-- start Task material --
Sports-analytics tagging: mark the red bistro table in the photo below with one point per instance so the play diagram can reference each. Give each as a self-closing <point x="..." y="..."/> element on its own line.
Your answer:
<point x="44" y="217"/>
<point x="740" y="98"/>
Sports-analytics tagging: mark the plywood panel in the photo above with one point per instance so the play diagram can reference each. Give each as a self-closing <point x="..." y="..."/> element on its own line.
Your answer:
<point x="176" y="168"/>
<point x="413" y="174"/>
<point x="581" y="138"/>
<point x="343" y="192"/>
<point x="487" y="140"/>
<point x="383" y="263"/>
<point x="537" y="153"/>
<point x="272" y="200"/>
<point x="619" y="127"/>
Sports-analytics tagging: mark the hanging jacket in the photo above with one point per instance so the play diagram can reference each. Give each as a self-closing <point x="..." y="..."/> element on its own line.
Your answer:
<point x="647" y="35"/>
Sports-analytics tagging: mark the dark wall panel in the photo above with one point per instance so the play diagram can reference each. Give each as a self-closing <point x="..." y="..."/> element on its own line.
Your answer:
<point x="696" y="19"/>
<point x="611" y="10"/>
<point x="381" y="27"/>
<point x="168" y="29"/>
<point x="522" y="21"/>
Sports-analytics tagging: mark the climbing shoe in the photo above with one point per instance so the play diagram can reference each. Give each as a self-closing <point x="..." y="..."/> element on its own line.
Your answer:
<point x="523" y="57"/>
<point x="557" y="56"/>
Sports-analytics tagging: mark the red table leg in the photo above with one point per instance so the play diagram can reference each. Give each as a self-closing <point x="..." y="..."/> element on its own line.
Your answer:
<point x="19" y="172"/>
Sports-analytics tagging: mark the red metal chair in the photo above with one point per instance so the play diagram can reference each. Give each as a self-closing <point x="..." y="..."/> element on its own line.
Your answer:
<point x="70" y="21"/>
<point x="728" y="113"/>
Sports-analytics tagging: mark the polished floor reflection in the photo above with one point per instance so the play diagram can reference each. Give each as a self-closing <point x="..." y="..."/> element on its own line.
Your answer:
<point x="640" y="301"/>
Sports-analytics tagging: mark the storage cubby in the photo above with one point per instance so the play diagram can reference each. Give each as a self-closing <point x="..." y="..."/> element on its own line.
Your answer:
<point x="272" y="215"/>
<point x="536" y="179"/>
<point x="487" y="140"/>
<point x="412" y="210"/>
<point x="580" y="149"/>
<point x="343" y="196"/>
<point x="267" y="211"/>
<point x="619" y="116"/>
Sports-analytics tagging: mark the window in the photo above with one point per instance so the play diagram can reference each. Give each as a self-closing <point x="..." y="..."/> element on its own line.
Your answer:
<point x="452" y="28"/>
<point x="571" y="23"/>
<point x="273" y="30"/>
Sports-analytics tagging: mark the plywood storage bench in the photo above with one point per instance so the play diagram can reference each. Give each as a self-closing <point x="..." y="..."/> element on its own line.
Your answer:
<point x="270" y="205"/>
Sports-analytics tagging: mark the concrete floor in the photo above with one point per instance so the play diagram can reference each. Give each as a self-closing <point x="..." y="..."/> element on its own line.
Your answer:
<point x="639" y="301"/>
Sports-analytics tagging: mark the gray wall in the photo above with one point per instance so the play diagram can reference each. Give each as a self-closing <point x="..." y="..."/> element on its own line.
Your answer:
-- end Task material --
» **Written task**: Write out the whole listing again. Match it word for word.

» **Complete answer**:
Sports-analytics tagging: mark the red bistro table in the photo below with one point per instance so the play diagram can reference each. Give each as a self-closing <point x="..." y="..."/> element on its own line.
Your answer:
<point x="44" y="217"/>
<point x="740" y="98"/>
Sports-analytics tagging: mark the plywood panel in the photo above with one point per instance so the play diagram can reference each. Give each as a self-closing <point x="..." y="..."/> element on its own line.
Your answer:
<point x="176" y="168"/>
<point x="413" y="174"/>
<point x="581" y="138"/>
<point x="343" y="192"/>
<point x="487" y="140"/>
<point x="383" y="263"/>
<point x="537" y="153"/>
<point x="272" y="200"/>
<point x="619" y="127"/>
Sports-analytics tagging: mark the hanging jacket in the photo above with one point per instance so the play diagram can reference each. Give each as a self-closing <point x="..." y="..."/> element on its own line.
Your answer:
<point x="647" y="35"/>
Sports-analytics tagging: mark the dark wall panel in the photo above with one point per instance so the play diagram can reference each. Give each as a self-closing <point x="..." y="..."/> element on its own line.
Your answer:
<point x="696" y="19"/>
<point x="611" y="10"/>
<point x="381" y="27"/>
<point x="168" y="29"/>
<point x="522" y="21"/>
Sports-analytics tagging: mark the climbing shoe in the photo above with one point per instance so the play diagram can reference each. Give each as a self-closing <point x="..." y="..."/> element on its own line.
Your answer:
<point x="523" y="57"/>
<point x="557" y="56"/>
Sports-analytics tagging: mark the red table leg in the photo above with one point per instance so the play diagram can reference each. Give each as a self-closing <point x="..." y="..."/> element on its own line.
Your answer:
<point x="19" y="172"/>
Sports-analytics tagging: mark the red metal chair in the photo above with one point per instance so the play diagram can reference each. Give each as a self-closing <point x="..." y="..."/> element on its own line.
Your answer:
<point x="70" y="21"/>
<point x="728" y="113"/>
Sports-analytics tagging: mark the polished floor reflection in the photo above with one point per instance so the play diagram can reference each. Give each as a self-closing <point x="..." y="..."/> element on its own line.
Your answer:
<point x="640" y="301"/>
Sports-analytics tagging: mark the storage cubby in the photo above with one point per instance so the play diagram can reference each. Give each as a self-closing <point x="..." y="..."/> element on its own line.
Your answer:
<point x="272" y="215"/>
<point x="536" y="179"/>
<point x="487" y="140"/>
<point x="412" y="210"/>
<point x="580" y="149"/>
<point x="343" y="196"/>
<point x="267" y="211"/>
<point x="619" y="116"/>
Sports-analytics tagging: mark the window in the photo above with one point per instance so the play diagram can reference each. Give each as a self-closing <point x="..." y="..."/> element on its own line.
Your answer:
<point x="452" y="28"/>
<point x="571" y="23"/>
<point x="273" y="30"/>
Sports-analytics tagging: mark the plywood storage bench in the photo above with one point per instance so the play diagram can reference each. Give each as a self-closing <point x="..." y="..."/> element on its own line.
Your answer:
<point x="270" y="205"/>
Sports-analytics tagging: mark the concrete floor in the photo above with one point per instance so the play diagram can reference each. Give each as a self-closing <point x="..." y="..."/> element on its own line.
Your answer:
<point x="639" y="301"/>
Sports-analytics tagging: mark the gray wall in the photo above with one point per instance so the play diagram can reference each. Give each as a self-closing <point x="..." y="..."/> element on its own line.
Your answer:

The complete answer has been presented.